═════ EXTRACTED DATA

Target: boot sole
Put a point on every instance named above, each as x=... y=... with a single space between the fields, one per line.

══════════
═════ EXTRACTED DATA

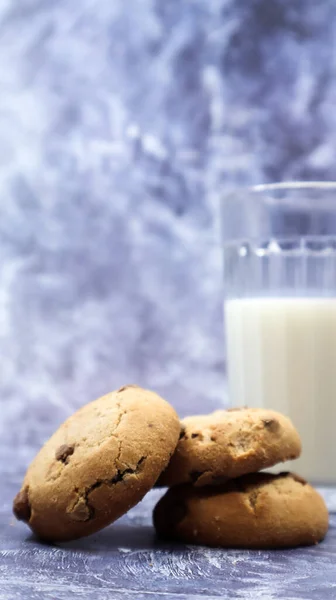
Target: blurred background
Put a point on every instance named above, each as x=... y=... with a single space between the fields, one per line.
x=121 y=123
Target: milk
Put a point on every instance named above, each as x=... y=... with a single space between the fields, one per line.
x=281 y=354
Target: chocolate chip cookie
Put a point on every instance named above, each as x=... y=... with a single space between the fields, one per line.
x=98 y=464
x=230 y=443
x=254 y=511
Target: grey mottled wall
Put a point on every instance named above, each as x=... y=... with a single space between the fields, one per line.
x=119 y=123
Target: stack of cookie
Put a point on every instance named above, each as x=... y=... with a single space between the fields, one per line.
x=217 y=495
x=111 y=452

══════════

— TASK —
Check each line above for the string "Target", then copy the ones that have it.

— OUTPUT FOR THIS TASK —
Target: boot sole
Target: blurred background
Target: milk
Target: chocolate chip cookie
Target: grey mottled wall
Target: stack of cookie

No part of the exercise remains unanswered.